▸ Items for segmentation labeling
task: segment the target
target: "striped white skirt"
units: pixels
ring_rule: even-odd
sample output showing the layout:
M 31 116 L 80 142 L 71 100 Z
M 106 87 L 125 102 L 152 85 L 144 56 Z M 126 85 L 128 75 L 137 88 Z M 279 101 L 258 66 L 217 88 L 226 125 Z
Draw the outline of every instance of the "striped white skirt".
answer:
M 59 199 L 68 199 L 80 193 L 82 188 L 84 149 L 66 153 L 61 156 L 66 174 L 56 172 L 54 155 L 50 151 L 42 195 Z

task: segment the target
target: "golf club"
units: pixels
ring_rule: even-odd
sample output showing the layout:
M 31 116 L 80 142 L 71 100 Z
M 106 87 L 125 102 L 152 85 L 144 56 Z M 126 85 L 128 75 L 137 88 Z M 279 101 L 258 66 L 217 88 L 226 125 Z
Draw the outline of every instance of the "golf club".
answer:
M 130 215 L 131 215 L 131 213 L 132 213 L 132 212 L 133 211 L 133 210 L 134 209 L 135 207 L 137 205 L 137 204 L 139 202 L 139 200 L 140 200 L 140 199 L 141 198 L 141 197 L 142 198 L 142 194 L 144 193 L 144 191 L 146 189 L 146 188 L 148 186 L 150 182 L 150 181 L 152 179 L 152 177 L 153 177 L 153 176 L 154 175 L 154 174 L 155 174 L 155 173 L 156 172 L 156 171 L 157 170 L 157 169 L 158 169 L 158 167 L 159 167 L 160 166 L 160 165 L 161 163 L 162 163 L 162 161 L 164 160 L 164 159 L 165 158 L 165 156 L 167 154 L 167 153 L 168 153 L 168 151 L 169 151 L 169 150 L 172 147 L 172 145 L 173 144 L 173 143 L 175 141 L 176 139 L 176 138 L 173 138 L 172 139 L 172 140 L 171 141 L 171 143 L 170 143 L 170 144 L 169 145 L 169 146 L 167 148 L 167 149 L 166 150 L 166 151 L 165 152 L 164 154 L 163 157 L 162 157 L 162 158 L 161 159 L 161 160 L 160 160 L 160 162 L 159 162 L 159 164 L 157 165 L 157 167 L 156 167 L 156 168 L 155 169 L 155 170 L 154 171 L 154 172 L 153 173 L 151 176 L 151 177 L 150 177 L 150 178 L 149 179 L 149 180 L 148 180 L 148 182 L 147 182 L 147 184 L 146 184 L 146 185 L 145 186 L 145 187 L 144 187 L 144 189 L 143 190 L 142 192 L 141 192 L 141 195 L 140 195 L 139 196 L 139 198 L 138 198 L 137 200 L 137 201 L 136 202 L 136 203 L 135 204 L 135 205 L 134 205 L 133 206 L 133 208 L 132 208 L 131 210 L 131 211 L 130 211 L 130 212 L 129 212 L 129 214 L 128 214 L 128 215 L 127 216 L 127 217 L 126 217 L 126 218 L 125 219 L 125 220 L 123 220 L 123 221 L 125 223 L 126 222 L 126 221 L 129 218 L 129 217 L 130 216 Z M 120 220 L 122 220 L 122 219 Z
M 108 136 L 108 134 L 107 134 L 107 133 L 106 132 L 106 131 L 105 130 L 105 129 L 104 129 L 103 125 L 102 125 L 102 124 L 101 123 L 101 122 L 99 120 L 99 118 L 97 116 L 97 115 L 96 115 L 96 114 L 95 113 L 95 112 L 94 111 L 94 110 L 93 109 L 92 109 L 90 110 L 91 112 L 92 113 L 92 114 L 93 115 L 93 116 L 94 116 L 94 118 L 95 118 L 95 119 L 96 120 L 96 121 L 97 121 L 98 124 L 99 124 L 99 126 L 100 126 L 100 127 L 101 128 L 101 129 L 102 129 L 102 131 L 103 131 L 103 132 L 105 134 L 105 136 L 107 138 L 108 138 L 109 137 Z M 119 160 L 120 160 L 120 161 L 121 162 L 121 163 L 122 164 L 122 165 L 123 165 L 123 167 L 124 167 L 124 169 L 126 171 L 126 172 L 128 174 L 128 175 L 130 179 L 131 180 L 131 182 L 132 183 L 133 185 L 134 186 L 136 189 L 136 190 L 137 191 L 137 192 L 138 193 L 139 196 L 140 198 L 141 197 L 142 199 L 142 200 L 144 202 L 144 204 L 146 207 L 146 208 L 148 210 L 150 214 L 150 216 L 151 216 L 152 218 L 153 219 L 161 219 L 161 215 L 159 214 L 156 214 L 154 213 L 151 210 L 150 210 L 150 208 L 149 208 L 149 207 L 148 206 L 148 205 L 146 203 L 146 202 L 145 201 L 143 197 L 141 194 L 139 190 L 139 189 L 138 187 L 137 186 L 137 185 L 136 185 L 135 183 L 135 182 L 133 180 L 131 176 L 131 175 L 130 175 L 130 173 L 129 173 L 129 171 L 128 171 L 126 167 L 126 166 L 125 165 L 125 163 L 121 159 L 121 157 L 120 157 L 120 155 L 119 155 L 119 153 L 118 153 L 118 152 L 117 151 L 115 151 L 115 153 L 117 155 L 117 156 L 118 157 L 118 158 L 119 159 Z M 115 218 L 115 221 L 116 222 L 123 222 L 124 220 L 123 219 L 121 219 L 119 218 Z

▸ Do this
Write out the material word for word, everything from its first line down to the line containing "M 59 199 L 68", with both ends included.

▸ Complete answer
task: segment the target
target: "striped white skirt"
units: pixels
ring_rule: even-odd
sample output showing the layout:
M 31 116 L 80 142 L 71 100 Z
M 106 87 L 125 102 L 152 85 L 144 56 Z M 126 85 L 128 75 L 137 88 Z M 279 101 L 258 66 L 217 88 L 226 125 Z
Draw the outline of every instance of the "striped white skirt".
answer:
M 59 199 L 68 199 L 80 193 L 82 188 L 84 149 L 66 153 L 61 156 L 66 174 L 56 172 L 54 155 L 50 151 L 42 195 Z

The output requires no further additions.